--- Document extract ---

On July 25, 2007, Acquired Sales’ Board of Directors increased the number of directors of Acquired Sales to eight and elected Joshua A. Bloom, Roger S. Greene, James S. Jacobs,
Michael D. McCaffrey, and Richard E. Morrissy to serve as members of Acquired Sales’ Board of Directors, effective July 27, 2007.

Joshua A. Bloom , M.D., 50, has been a practicing physician in Kenosha Wisconsin since completion of his training in 1988.  He is board Certified in Internal Medicine, Pulmonary Diseases and in Critical Care Medicine. He has been employed by United Hospital System (formerly known as Kenosha Hospital and Medical Center) in the Clinical Practice Division from 1995 to present. He has been in private practice at same address from 1988 to 1995.

Dr. Bloom has served on the board of directors of Kenosha Health Services Corporation since 1993 and the board of Hospice Alliance, Inc since 1994 and Medical Director there since 1998. He has also served on the board of the Beth Israel Sinai Congregation since 1998 where he has been president since 2004.

---

The task
List everyone the board announcement says was elected to Acquired Sales' Board of Directors.

--- Dataset excerpt ---

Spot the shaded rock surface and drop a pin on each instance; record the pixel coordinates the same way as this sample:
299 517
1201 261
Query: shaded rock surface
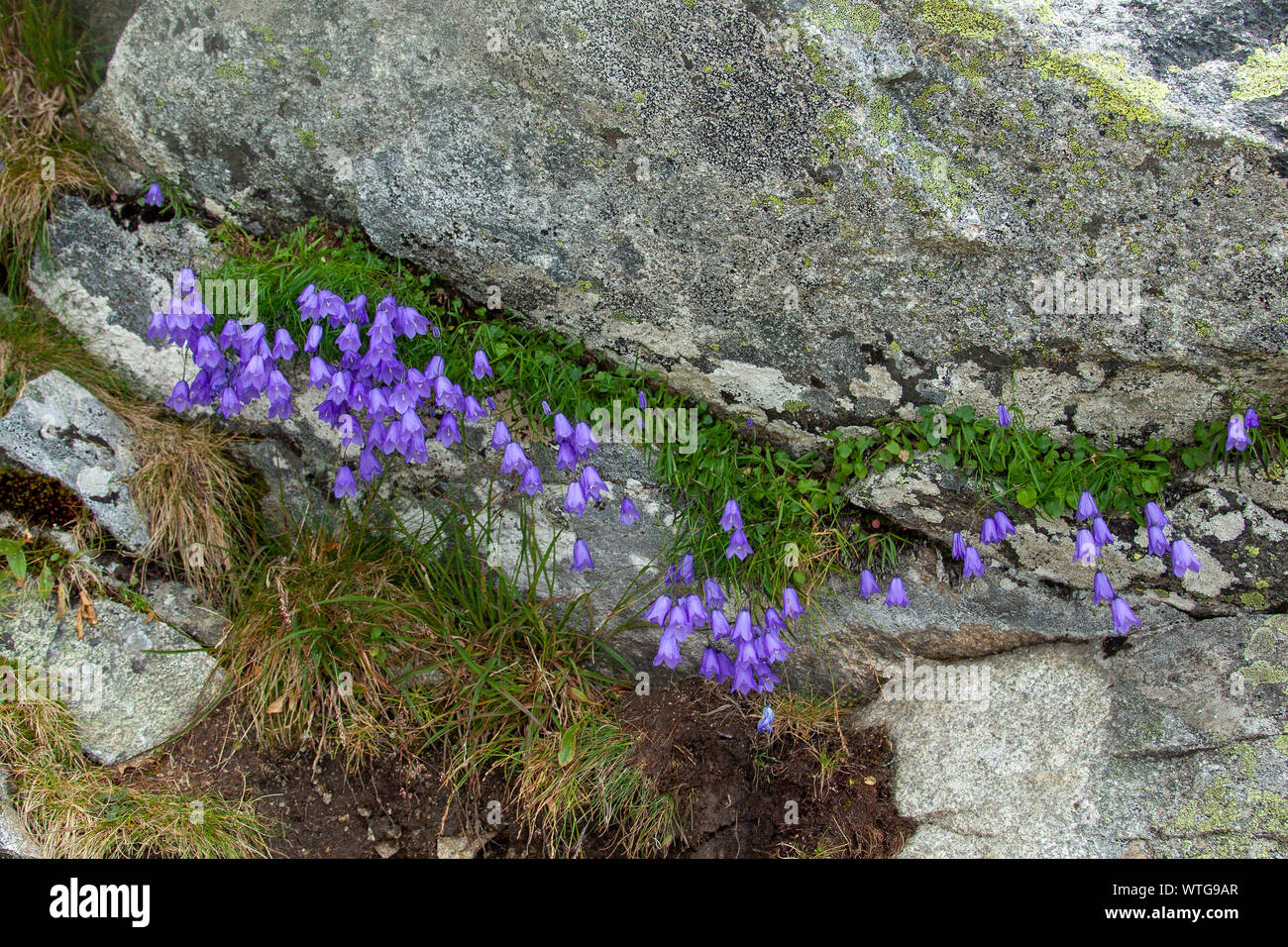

---

Response below
Joshua A. Bloom, Roger S. Greene, James S. Jacobs, Michael D. McCaffrey, Richard E. Morrissy